◆ **EXERCISE INPUTS**:
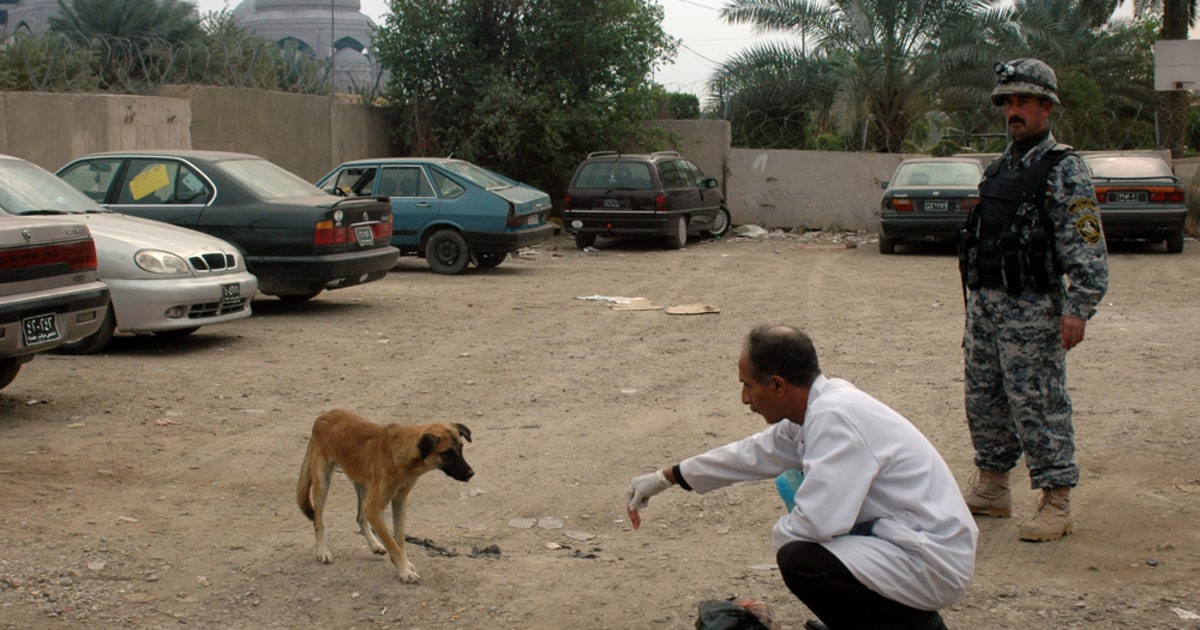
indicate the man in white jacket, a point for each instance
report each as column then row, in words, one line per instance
column 880, row 535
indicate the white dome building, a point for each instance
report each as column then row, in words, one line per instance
column 316, row 27
column 319, row 28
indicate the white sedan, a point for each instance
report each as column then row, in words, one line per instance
column 162, row 279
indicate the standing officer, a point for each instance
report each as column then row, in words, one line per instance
column 1036, row 223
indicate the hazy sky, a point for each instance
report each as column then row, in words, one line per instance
column 706, row 41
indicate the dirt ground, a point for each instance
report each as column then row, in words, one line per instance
column 154, row 485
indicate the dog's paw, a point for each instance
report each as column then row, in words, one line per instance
column 408, row 575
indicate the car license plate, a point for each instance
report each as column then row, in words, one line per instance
column 364, row 235
column 40, row 329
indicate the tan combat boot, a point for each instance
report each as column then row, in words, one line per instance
column 988, row 495
column 1053, row 520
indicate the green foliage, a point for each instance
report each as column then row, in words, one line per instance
column 131, row 19
column 137, row 40
column 522, row 87
column 774, row 96
column 881, row 55
column 30, row 63
column 1193, row 131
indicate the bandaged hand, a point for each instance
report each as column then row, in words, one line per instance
column 641, row 489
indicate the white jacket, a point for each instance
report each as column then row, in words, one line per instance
column 862, row 461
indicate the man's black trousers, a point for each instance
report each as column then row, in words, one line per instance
column 825, row 585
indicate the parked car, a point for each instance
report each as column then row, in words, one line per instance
column 162, row 279
column 295, row 239
column 661, row 193
column 927, row 199
column 449, row 211
column 49, row 292
column 1139, row 198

◆ **WORK REQUIRED**: Return the material word for word. Pictures are not part of the copy.

◆ **TASK RESULT**:
indicate the man in white jacket, a point for each instance
report each as column then row, in words, one line per instance
column 880, row 535
indicate the white dome building, a point for each instance
report each as column then row, in words, one line per instance
column 316, row 27
column 319, row 28
indicate the white sedan, a point for each instance
report each as column then row, in words, one line per instance
column 162, row 279
indicate the standing officer, a point for each instance
report each as column then row, in words, one line per instance
column 1036, row 223
indicate the hazy sky, a point for each instance
report each as column then row, in words, one line per instance
column 706, row 41
indicate the dirt ground, a point for each instance
report each as column then row, in words, one line per instance
column 154, row 485
indicate the dog's paw, a point for each instance
report each as column then row, in words, one line per instance
column 408, row 575
indicate the car license plate, a point for each instance
report each as column then row, in words, one line per instance
column 364, row 235
column 40, row 329
indicate the tan combat boot, a point for each instance
report each as column then row, in words, one line per instance
column 988, row 495
column 1053, row 520
indicate the green foliage, a point for each instance
report each as column then row, in words, one line per instance
column 131, row 19
column 137, row 40
column 522, row 87
column 774, row 96
column 881, row 55
column 30, row 63
column 1193, row 131
indicate the bandaged hand, a point for each instance
report each as column then row, in words, one line per instance
column 641, row 489
indicate the white jacket, a point for each instance
report each as column then row, in words, one line per instance
column 862, row 461
indicate the man's black trousers, a point for each instance
report each as column then row, in words, one line per instance
column 825, row 585
indicate the parked car, a point for each instance
report each as column then row, in words, one line per instance
column 162, row 279
column 295, row 239
column 661, row 193
column 927, row 199
column 449, row 211
column 49, row 292
column 1139, row 198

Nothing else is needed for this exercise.